## WHAT TO DO:
Output the material exactly, with every line intact.
__________________________________________________
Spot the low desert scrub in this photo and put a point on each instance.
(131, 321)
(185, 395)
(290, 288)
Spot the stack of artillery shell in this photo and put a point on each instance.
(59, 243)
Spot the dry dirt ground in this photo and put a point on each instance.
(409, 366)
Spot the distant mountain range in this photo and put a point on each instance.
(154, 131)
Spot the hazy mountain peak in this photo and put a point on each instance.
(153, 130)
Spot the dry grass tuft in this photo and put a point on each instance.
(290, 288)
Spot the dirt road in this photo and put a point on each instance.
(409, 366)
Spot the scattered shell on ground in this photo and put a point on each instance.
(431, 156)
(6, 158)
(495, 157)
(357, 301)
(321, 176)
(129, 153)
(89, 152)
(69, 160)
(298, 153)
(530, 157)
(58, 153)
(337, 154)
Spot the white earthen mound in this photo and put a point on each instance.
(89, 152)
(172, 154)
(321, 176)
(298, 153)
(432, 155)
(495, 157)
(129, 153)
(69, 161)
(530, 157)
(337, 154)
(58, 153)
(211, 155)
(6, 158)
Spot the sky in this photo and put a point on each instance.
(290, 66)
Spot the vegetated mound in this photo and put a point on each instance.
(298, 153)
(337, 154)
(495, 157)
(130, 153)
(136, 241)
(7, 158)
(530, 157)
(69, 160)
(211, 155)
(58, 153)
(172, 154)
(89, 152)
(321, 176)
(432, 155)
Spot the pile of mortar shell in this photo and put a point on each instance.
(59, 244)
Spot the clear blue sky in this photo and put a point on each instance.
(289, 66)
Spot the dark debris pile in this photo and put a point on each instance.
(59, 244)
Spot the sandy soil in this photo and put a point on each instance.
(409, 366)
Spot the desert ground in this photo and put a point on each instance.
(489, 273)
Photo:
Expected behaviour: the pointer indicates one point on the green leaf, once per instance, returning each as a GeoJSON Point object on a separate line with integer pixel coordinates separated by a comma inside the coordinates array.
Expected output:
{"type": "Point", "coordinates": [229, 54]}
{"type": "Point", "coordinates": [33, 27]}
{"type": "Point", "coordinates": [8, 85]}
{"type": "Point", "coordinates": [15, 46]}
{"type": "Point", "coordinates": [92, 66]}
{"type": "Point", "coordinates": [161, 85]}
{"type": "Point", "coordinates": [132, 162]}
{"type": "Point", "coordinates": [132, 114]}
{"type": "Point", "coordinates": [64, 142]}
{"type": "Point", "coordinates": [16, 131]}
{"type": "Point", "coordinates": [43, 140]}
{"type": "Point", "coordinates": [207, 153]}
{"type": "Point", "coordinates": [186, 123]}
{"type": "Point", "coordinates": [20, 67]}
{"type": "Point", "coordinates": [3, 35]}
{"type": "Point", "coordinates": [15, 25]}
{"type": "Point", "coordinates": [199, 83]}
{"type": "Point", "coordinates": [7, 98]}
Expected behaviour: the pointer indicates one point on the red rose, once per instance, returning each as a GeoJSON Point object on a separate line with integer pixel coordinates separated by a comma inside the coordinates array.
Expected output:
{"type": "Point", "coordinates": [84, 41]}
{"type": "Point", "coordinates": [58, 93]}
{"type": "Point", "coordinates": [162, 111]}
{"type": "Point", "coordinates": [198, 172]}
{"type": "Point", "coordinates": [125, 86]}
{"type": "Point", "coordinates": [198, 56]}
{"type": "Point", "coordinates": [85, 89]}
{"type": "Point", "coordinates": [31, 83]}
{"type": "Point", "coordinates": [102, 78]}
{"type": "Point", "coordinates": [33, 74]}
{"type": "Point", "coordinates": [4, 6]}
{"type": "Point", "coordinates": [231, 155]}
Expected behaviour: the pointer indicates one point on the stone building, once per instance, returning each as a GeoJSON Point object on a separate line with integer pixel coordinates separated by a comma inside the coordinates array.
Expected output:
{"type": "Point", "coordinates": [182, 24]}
__________________________________________________
## SOLUTION BELOW:
Spot the low desert scrub in this photo and put a point on each instance.
(131, 321)
(185, 395)
(290, 288)
Spot the stack of artillery shell in this photo and put a point on each instance.
(59, 243)
Spot the dry dirt ground in this photo and put a point on each instance.
(409, 366)
Spot the distant mountain range in this photo and put a point on each instance.
(154, 131)
Spot the hazy mountain peak in this photo and put a point on each instance.
(153, 130)
Spot the dry grass tuft in this photo and put a point on each instance.
(290, 288)
Spot the dirt road in this photo and put a point on each instance.
(409, 366)
Spot the scattered shell on ground in this photo and put a point on each instance.
(431, 156)
(6, 158)
(495, 157)
(357, 301)
(321, 176)
(129, 153)
(89, 152)
(69, 160)
(298, 153)
(530, 157)
(58, 153)
(337, 154)
Spot the white earthen mound in this photo and put a point on each instance.
(89, 152)
(172, 154)
(321, 176)
(298, 153)
(432, 155)
(495, 157)
(129, 153)
(69, 161)
(530, 157)
(337, 154)
(58, 153)
(211, 155)
(6, 158)
Spot the sky in this photo and put a point on each instance.
(290, 66)
Spot the vegetated mound in this photo and put a point on each instance.
(298, 153)
(337, 154)
(495, 157)
(130, 153)
(136, 241)
(7, 158)
(530, 157)
(69, 160)
(211, 155)
(58, 153)
(172, 154)
(89, 152)
(321, 176)
(432, 155)
Spot the pile of mortar shell in this photo and put a point on each instance.
(59, 244)
Spot the clear blue sky in this photo and put a point on each instance.
(289, 66)
Spot the dark debris pile in this photo and put a point on each instance.
(59, 244)
Spot the sandy soil in this photo and put a point on each instance.
(409, 366)
Spot the desert ground in this photo and put a point on each instance.
(489, 273)
Photo:
Expected behaviour: the pointer indicates one point on the green leaf, once per instance, returning each as a GeoJSON Point object on a separate line with integer pixel coordinates separated by a comma inside the coordinates array.
Expected output:
{"type": "Point", "coordinates": [229, 54]}
{"type": "Point", "coordinates": [33, 27]}
{"type": "Point", "coordinates": [8, 85]}
{"type": "Point", "coordinates": [15, 46]}
{"type": "Point", "coordinates": [92, 66]}
{"type": "Point", "coordinates": [161, 85]}
{"type": "Point", "coordinates": [132, 162]}
{"type": "Point", "coordinates": [132, 114]}
{"type": "Point", "coordinates": [64, 142]}
{"type": "Point", "coordinates": [16, 131]}
{"type": "Point", "coordinates": [43, 140]}
{"type": "Point", "coordinates": [207, 153]}
{"type": "Point", "coordinates": [186, 123]}
{"type": "Point", "coordinates": [20, 67]}
{"type": "Point", "coordinates": [3, 35]}
{"type": "Point", "coordinates": [15, 25]}
{"type": "Point", "coordinates": [199, 83]}
{"type": "Point", "coordinates": [7, 98]}
Expected behaviour: the pointer indicates one point on the red rose, once per instance, returning each as a GeoJSON Point object on a separate line with integer pixel coordinates separated by a comma inside the coordinates array.
Expected output:
{"type": "Point", "coordinates": [84, 41]}
{"type": "Point", "coordinates": [58, 93]}
{"type": "Point", "coordinates": [162, 111]}
{"type": "Point", "coordinates": [198, 172]}
{"type": "Point", "coordinates": [125, 86]}
{"type": "Point", "coordinates": [198, 56]}
{"type": "Point", "coordinates": [85, 89]}
{"type": "Point", "coordinates": [31, 83]}
{"type": "Point", "coordinates": [102, 78]}
{"type": "Point", "coordinates": [33, 74]}
{"type": "Point", "coordinates": [4, 6]}
{"type": "Point", "coordinates": [231, 155]}
Expected behaviour: the pointer indicates one point on the stone building, once per instance, returning each as a GeoJSON Point object on a separate line with integer pixel coordinates separated by a comma inside the coordinates array.
Expected output:
{"type": "Point", "coordinates": [182, 24]}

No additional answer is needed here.